## Stored data:
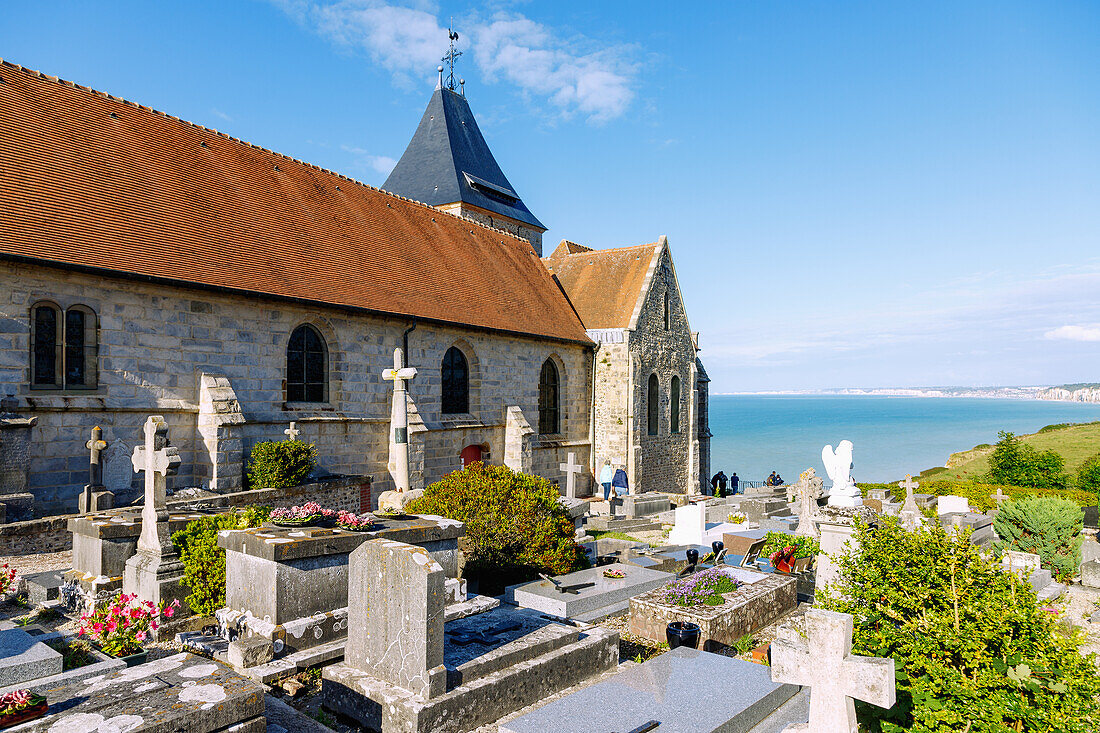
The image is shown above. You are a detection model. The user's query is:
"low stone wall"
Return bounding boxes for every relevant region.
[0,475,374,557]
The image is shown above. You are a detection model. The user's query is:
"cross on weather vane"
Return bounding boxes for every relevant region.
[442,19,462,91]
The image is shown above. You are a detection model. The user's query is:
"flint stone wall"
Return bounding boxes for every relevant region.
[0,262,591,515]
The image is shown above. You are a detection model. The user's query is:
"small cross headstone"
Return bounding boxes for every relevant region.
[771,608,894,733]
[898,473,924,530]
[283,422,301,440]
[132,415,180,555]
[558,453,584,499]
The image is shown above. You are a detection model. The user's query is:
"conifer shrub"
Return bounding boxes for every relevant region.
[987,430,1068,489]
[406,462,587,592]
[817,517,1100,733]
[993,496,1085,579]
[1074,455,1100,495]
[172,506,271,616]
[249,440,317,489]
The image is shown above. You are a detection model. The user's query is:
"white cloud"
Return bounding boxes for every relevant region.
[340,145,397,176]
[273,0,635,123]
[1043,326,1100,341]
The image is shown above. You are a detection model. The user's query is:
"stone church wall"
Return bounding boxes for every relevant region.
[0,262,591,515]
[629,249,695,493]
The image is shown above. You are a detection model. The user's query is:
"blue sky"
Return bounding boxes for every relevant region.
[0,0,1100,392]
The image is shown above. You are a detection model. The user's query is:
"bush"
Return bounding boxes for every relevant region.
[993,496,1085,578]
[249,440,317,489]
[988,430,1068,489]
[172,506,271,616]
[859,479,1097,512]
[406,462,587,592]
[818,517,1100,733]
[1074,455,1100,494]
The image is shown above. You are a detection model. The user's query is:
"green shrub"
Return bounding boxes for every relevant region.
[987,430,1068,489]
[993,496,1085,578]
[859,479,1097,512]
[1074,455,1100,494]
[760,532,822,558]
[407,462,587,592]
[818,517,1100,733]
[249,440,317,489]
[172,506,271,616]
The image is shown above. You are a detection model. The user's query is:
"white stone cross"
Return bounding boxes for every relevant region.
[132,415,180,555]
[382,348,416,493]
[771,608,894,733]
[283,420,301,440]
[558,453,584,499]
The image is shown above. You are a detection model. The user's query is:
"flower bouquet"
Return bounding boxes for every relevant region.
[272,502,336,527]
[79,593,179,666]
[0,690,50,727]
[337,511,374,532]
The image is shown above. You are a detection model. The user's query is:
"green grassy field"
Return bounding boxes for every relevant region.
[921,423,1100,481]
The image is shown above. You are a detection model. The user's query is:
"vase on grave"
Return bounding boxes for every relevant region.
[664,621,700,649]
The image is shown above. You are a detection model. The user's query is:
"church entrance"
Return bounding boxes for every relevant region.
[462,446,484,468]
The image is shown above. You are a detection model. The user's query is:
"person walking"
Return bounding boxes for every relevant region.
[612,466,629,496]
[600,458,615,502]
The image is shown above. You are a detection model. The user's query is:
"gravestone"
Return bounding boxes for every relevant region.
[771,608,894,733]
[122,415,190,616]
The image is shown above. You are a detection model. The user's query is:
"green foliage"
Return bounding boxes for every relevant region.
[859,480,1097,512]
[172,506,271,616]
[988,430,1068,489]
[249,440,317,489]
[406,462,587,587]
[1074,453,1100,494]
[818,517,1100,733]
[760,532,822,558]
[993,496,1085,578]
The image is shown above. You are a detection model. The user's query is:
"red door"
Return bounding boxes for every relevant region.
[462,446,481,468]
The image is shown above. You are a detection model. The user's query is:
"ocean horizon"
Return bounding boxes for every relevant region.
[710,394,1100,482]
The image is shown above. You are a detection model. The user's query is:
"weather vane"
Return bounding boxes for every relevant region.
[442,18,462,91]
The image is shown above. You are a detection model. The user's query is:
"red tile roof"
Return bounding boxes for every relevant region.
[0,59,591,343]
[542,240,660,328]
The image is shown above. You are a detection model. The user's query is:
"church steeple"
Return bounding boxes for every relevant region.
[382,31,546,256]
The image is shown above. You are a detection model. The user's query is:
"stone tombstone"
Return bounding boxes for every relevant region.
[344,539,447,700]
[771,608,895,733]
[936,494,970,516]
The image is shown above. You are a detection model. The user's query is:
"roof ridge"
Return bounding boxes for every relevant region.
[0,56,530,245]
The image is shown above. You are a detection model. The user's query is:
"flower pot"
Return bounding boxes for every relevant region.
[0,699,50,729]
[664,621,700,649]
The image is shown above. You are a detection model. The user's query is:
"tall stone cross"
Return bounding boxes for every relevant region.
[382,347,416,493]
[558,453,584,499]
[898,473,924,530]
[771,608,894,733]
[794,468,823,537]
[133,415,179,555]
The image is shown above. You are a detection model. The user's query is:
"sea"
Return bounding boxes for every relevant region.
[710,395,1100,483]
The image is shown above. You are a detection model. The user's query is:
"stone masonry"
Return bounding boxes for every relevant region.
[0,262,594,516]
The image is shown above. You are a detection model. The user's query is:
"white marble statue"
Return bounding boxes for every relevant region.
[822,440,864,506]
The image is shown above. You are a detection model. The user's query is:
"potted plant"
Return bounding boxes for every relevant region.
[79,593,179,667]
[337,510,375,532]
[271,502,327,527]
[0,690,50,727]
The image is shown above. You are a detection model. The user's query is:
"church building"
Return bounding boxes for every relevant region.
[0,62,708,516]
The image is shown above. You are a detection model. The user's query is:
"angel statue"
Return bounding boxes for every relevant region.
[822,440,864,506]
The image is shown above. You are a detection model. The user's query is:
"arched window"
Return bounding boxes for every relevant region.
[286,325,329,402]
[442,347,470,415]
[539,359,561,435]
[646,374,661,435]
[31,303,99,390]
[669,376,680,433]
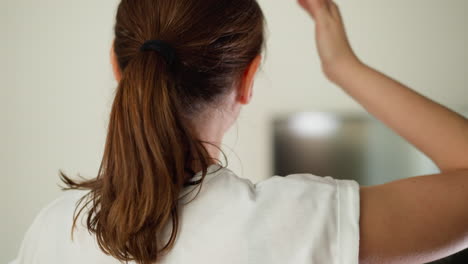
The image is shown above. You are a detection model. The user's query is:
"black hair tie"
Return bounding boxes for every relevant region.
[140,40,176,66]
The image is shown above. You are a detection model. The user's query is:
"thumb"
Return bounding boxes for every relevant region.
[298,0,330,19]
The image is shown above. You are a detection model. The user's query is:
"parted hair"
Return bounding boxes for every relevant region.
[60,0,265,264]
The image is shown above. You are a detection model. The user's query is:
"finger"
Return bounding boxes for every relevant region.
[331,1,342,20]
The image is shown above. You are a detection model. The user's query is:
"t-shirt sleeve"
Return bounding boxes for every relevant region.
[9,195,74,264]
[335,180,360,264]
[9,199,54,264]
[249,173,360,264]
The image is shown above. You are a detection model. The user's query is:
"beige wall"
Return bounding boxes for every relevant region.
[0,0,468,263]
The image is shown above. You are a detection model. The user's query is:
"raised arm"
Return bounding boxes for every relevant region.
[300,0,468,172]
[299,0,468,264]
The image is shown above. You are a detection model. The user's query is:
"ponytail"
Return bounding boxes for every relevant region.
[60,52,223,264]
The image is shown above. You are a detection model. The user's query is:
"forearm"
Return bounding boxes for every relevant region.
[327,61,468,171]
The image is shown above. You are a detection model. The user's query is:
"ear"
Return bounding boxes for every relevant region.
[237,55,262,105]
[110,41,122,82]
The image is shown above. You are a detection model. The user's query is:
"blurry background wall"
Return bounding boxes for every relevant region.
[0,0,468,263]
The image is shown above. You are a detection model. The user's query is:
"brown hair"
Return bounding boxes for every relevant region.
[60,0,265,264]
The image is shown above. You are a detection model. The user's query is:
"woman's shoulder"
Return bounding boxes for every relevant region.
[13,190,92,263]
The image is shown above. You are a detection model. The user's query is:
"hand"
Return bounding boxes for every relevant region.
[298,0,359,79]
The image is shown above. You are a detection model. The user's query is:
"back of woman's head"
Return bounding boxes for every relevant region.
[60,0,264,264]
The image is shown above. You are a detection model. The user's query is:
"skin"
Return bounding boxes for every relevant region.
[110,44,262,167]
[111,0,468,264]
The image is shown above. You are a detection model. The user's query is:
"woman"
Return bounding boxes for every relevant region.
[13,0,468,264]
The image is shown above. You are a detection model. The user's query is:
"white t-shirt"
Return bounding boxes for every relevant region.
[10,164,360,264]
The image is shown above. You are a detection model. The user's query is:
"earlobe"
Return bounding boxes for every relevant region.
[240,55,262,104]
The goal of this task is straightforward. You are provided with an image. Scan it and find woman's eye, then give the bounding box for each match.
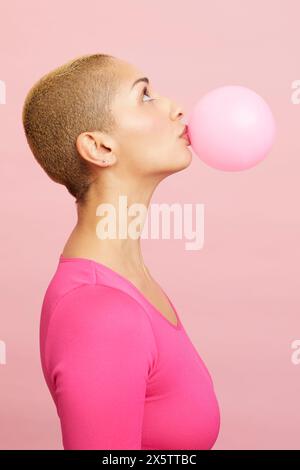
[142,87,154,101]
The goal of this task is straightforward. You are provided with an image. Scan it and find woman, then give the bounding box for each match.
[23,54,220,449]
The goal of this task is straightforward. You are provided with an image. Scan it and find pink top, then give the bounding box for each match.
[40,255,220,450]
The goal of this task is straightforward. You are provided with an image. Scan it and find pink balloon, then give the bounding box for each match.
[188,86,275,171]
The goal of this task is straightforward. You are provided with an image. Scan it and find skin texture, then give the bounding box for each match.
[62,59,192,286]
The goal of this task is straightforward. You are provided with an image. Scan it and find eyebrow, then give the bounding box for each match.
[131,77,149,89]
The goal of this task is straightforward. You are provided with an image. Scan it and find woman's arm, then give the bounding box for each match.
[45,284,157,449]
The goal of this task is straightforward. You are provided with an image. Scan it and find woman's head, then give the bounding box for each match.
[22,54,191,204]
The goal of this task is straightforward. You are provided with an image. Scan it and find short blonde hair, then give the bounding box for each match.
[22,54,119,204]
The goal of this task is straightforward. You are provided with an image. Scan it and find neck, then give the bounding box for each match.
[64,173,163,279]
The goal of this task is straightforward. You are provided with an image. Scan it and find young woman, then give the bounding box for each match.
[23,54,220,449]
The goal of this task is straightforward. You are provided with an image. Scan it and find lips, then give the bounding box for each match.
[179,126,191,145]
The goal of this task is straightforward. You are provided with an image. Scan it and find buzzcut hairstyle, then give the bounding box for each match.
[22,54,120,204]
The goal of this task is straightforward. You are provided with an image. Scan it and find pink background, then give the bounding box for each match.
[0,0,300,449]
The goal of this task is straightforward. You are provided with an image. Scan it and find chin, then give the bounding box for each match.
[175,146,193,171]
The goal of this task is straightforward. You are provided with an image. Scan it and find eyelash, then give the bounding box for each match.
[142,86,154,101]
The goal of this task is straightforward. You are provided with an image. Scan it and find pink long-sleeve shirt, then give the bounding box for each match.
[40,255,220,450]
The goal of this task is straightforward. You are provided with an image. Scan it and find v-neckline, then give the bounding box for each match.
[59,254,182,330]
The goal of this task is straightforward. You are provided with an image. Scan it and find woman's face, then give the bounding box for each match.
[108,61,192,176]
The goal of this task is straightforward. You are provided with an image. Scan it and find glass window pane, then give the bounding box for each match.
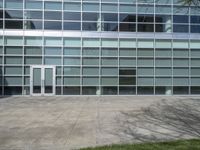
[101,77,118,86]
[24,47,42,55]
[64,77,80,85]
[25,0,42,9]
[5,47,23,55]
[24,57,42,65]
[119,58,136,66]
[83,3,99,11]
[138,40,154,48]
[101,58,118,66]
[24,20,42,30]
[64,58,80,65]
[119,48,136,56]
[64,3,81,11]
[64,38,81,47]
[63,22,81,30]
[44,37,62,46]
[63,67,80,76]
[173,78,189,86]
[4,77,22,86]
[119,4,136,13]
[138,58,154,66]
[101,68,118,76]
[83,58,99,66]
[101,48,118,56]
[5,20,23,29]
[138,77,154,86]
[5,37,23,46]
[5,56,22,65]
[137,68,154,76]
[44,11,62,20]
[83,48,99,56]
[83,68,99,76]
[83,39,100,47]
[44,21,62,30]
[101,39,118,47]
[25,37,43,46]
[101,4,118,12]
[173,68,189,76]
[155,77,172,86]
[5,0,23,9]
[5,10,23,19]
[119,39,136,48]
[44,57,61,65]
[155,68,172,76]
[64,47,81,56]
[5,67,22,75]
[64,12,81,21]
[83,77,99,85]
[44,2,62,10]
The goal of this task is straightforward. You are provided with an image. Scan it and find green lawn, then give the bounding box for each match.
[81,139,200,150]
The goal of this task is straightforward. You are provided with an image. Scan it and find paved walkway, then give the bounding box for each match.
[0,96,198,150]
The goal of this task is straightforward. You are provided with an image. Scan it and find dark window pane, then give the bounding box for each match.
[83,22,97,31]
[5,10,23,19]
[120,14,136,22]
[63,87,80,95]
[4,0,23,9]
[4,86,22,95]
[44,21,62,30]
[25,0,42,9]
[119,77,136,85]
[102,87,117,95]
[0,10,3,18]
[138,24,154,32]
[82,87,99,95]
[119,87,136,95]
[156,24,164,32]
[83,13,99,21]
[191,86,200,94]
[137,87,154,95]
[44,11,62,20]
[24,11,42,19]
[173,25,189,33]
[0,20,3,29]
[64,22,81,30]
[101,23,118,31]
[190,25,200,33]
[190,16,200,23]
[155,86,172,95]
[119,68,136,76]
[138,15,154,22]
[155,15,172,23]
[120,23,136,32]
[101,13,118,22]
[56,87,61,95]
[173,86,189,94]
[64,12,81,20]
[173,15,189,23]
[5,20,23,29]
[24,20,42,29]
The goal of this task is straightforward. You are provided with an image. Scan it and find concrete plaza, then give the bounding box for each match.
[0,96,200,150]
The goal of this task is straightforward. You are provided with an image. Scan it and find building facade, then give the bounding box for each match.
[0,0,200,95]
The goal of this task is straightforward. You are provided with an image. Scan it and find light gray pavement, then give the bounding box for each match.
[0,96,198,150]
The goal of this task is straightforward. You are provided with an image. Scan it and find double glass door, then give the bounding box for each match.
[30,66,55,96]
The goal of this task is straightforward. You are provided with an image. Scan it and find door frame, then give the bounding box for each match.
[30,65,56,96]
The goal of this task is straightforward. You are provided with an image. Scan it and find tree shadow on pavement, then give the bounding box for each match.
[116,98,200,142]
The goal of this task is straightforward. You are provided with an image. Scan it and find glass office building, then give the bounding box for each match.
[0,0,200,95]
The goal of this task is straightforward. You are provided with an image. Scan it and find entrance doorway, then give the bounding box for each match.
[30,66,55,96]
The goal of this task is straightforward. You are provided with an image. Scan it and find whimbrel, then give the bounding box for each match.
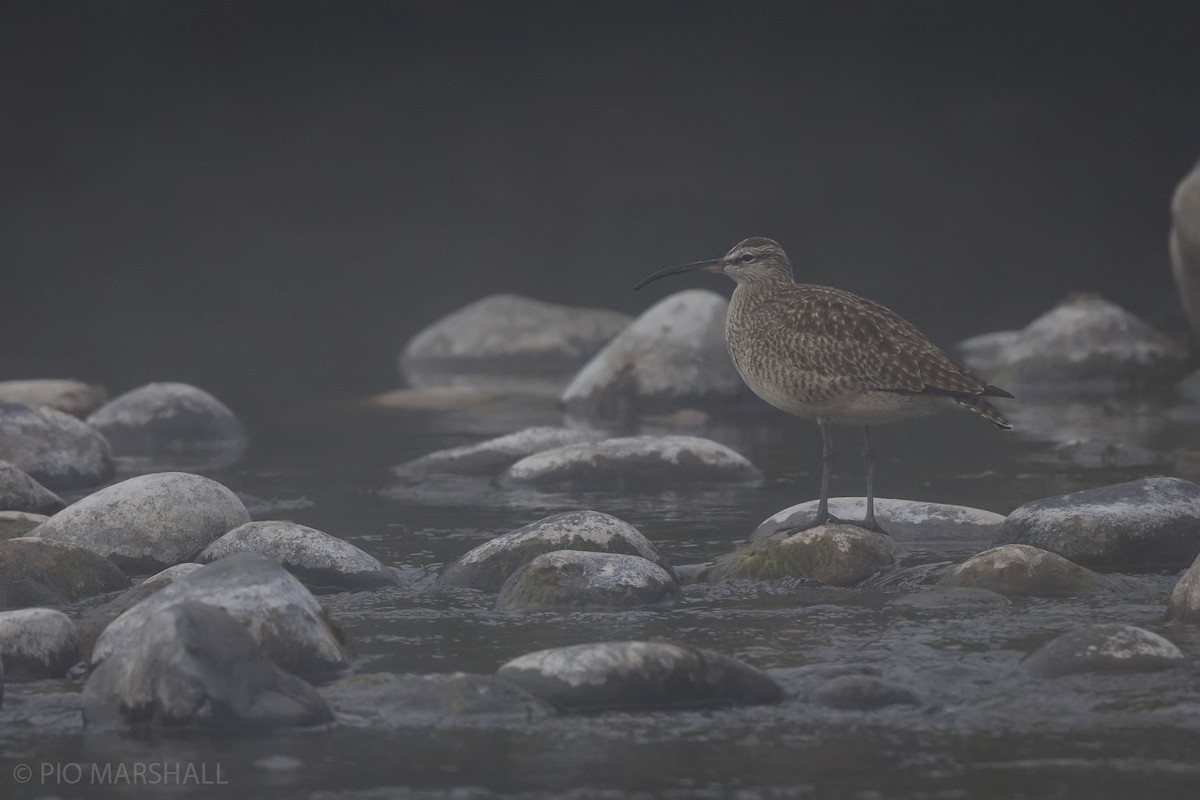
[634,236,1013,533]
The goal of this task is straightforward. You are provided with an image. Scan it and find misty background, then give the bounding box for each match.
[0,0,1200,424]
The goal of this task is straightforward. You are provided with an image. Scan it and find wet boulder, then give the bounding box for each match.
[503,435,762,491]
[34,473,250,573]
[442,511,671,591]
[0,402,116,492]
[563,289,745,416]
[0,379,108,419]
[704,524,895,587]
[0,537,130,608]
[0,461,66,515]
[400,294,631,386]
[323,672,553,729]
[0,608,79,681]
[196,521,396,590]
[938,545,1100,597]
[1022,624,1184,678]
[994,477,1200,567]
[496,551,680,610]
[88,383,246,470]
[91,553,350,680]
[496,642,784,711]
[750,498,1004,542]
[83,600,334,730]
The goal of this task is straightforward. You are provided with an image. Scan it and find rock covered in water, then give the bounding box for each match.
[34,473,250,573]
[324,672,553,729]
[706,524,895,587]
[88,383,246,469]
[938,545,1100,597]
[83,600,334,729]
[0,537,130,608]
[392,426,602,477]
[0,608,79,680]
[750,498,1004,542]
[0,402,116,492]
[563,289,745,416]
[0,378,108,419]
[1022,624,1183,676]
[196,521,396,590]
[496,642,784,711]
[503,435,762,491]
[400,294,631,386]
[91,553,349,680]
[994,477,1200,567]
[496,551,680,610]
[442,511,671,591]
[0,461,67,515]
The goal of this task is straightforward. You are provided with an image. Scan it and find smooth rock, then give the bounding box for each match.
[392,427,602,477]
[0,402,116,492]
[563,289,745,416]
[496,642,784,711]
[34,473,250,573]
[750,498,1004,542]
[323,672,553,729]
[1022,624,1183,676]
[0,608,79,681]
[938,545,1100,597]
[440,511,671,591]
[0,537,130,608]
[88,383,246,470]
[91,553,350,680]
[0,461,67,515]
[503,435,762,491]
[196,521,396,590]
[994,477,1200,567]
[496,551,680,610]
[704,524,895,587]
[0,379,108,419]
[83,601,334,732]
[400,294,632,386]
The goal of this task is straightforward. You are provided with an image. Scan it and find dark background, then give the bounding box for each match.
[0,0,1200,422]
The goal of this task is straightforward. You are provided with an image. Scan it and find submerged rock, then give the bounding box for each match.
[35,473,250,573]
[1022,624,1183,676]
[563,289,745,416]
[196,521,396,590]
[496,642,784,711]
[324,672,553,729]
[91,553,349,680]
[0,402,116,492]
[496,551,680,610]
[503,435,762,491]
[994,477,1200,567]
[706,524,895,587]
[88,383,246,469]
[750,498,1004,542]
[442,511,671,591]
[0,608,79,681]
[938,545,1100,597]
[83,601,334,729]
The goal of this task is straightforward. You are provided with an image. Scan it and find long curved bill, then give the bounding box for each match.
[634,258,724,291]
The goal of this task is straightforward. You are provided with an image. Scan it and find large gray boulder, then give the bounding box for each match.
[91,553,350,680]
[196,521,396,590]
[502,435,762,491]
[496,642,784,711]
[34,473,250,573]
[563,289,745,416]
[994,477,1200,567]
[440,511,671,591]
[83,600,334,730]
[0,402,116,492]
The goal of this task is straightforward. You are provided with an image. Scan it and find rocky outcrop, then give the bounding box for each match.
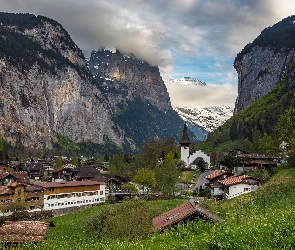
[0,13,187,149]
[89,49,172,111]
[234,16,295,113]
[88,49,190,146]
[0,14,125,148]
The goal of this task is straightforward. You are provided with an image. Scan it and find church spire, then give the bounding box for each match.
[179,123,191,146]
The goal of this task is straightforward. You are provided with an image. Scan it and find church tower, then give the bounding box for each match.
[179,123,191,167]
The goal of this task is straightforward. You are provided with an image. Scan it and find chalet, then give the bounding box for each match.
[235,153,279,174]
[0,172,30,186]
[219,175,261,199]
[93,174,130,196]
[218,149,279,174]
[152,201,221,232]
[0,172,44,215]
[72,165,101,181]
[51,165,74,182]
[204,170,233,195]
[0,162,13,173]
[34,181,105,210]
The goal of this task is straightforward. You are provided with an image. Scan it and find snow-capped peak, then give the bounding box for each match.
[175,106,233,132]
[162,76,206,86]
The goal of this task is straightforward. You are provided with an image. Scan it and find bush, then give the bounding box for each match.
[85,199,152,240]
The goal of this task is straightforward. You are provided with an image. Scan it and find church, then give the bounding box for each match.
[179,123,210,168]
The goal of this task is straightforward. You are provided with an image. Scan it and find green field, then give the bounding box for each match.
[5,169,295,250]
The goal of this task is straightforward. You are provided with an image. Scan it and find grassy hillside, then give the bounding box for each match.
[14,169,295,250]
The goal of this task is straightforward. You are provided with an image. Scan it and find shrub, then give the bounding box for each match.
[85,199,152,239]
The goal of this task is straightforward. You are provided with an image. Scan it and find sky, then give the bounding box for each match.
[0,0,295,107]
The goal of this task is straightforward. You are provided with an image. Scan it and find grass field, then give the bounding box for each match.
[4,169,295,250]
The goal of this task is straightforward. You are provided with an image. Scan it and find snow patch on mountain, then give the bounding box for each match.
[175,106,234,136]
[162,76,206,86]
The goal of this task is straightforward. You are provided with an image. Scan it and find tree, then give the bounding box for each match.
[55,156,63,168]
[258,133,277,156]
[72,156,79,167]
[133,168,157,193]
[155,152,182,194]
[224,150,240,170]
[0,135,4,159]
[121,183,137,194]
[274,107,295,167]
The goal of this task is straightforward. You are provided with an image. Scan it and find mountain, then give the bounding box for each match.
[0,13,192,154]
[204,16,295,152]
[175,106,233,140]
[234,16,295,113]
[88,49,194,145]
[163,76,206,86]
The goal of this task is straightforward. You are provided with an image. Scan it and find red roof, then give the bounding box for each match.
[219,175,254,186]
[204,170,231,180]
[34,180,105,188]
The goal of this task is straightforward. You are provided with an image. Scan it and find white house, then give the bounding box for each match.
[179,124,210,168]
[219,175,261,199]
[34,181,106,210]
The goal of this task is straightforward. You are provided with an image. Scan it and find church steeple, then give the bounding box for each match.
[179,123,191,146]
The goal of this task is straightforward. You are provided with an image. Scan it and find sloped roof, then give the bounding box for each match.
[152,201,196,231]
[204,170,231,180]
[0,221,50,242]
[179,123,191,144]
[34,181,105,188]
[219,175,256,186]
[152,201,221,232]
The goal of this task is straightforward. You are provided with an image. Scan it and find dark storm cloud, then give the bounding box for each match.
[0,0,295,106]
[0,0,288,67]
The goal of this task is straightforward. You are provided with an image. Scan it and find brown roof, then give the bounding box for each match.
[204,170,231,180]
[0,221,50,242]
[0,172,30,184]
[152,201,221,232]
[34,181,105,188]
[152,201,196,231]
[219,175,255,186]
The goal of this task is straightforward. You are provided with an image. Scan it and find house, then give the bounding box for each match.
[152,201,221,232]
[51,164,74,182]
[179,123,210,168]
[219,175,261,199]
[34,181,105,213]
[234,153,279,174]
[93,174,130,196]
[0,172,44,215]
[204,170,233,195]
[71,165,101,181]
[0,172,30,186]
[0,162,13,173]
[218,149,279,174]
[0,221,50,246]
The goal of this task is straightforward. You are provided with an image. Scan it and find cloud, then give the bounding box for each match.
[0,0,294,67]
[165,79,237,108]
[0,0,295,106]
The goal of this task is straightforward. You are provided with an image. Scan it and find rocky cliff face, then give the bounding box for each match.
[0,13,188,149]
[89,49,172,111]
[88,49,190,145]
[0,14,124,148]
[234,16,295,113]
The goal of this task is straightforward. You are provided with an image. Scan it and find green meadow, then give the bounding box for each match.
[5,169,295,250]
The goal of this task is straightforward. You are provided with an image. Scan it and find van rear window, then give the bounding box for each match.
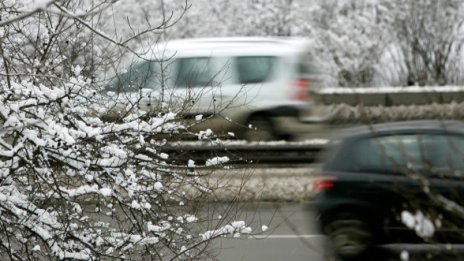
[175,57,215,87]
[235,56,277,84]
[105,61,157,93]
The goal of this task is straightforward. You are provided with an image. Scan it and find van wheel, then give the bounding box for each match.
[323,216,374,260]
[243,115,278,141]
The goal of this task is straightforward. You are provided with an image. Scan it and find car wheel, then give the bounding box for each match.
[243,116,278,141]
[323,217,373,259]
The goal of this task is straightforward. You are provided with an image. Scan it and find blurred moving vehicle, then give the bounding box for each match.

## Request:
From the listing above, extract every line that contains the string "building". Treat uppercase and lowercase letters as distinct.

## Task answer:
"church building"
The goal of this task is straightforward. You are provided with an image. Scan it and find building facade, then give the bounding box for each match.
The goal of this task is straightforward. You are provided with an image. Scan it and find glass office building, then give the bounding box for each match.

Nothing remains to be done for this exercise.